[Exercises to complete]
a - From the arm32 assert failure issue, reproduce the passage that begins at the words "Consistent failure in" and ends after the words "test runtime folder.".
b - In the arm32 assert failure issue, which JitStress setting was the failing corefx test run with?
c - Summarize the arm32 assert failure issue in two sentences.

## Begin Document section

[arm32] Assert failure: ExecutionManager::IsManagedCode(adrRedirectedIP)

BruceForstall commented 6 years ago

Consistent failure in Windows arm32 corefx test System.Runtime.Tests with COMPlus_JitStress=2:

https://ci.dot.net/job/dotnet_coreclr/job/master/view/arm/job/jitstress/job/arm_cross_checked_windows_nt_corefx_jitstress2_tst/10/consoleText

Running: C:\Users\robox\j\workspace\arm_cross_che---6fedd1e9\_\fx\bin\tests\System.Runtime.Tests\netcoreapp-Windows_NT-Release-arm\RunTests.cmd C:\Users\robox\j\workspace\arm_cross_che---6fedd1e9\_\fx\bin\testhost\netcoreapp-Windows_NT-Release-arm
Using C:\Users\robox\j\workspace\arm_cross_che---6fedd1e9\_\fx\bin\testhost\netcoreapp-Windows_NT-Release-arm as the test runtime folder.
Executing in C:\Users\robox\j\workspace\arm_cross_che---6fedd1e9\_\fx\bin\tests\System.Runtime.Tests\netcoreapp-Windows_NT-Release-arm\ 
----- start  0:15:29.22 ===============  To repro directly: ===================================================== 
pushd C:\Users\robox\j\workspace\arm_cross_che---6fedd1e9\_\fx\bin\tests\System.Runtime.Tests\netcoreapp-Windows_NT-Release-arm\
set COMPlus_JitStress=2
call C:\Users\robox\j\workspace\arm_cross_che---6fedd1e9\_\fx\bin\testhost\netcoreapp-Windows_NT-Release-arm\dotnet.exe xunit.console.netcore.exe System.Runtime.Tests.dll  -xml testResults.xml -notrait Benchmark=true -notrait category=nonnetcoreapptests -notrait category=nonwindowstests  -notrait category=IgnoreForCI -notrait category=OuterLoop -notrait category=failing
popd
===========================================================================================================

C:\Users\robox\j\workspace\arm_cross_che---6fedd1e9\_\fx\bin\tests\System.Runtime.Tests\netcoreapp-Windows_NT-Release-arm>set COMPlus_JitStress=2 

C:\Users\robox\j\workspace\arm_cross_che---6fedd1e9\_\fx\bin\tests\System.Runtime.Tests\netcoreapp-Windows_NT-Release-arm>call C:\Users\robox\j\workspace\arm_cross_che---6fedd1e9\_\fx\bin\testhost\netcoreapp-Windows_NT-Release-arm\dotnet.exe xunit.console.netcore.exe System.Runtime.Tests.dll  -xml testResults.xml -notrait Benchmark=true -notrait category=nonnetcoreapptests -notrait category=nonwindowstests  -notrait category=IgnoreForCI -notrait category=OuterLoop -notrait category=failing 
xUnit.net console test runner (32-bit .NET Core)

## End Document section
## Begin Excerpted records

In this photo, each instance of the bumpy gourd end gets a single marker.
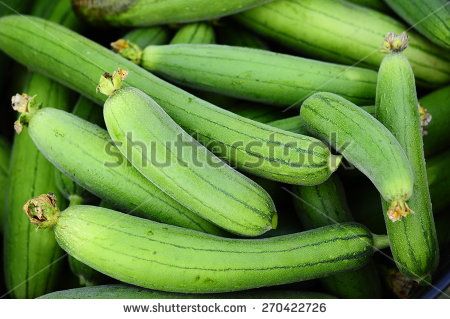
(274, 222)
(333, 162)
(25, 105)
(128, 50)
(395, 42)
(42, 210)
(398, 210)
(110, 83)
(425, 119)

## End Excerpted records
## Begin Excerpted records

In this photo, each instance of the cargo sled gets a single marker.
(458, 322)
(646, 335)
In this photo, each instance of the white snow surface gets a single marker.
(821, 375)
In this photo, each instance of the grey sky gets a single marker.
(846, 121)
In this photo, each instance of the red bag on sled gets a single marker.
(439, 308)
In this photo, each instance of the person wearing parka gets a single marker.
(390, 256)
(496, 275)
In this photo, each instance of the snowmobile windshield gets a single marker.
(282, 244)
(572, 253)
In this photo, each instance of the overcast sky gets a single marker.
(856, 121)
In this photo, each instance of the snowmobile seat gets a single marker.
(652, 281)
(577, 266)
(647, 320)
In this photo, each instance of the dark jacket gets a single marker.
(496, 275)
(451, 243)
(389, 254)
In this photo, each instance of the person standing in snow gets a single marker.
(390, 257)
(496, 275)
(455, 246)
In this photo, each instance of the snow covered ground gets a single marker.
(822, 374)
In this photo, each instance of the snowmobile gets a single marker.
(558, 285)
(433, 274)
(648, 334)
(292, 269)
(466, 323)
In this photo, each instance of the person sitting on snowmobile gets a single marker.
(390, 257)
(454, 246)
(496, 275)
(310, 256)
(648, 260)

## End Excerpted records

[Task answers]
a -
Consistent failure in Windows arm32 corefx test System.Runtime.Tests with COMPlus_JitStress=2:

https://ci.dot.net/job/dotnet_coreclr/job/master/view/arm/job/jitstress/job/arm_cross_checked_windows_nt_corefx_jitstress2_tst/10/consoleText

Running: C:\Users\robox\j\workspace\arm_cross_che---6fedd1e9\_\fx\bin\tests\System.Runtime.Tests\netcoreapp-Windows_NT-Release-arm\RunTests.cmd C:\Users\robox\j\workspace\arm_cross_che---6fedd1e9\_\fx\bin\testhost\netcoreapp-Windows_NT-Release-arm
Using C:\Users\robox\j\workspace\arm_cross_che---6fedd1e9\_\fx\bin\testhost\netcoreapp-Windows_NT-Release-arm as the test runtime folder.

b - COMPlus_JitStress=2

c - The issue reports a consistent assert failure, ExecutionManager::IsManagedCode(adrRedirectedIP), in the Windows arm32 corefx test System.Runtime.Tests when run with COMPlus_JitStress=2. The included console log gives direct repro steps: set COMPlus_JitStress=2 and run xunit.console.netcore.exe on System.Runtime.Tests.dll through dotnet.exe, which starts the 32-bit .NET Core xUnit.net console test runner.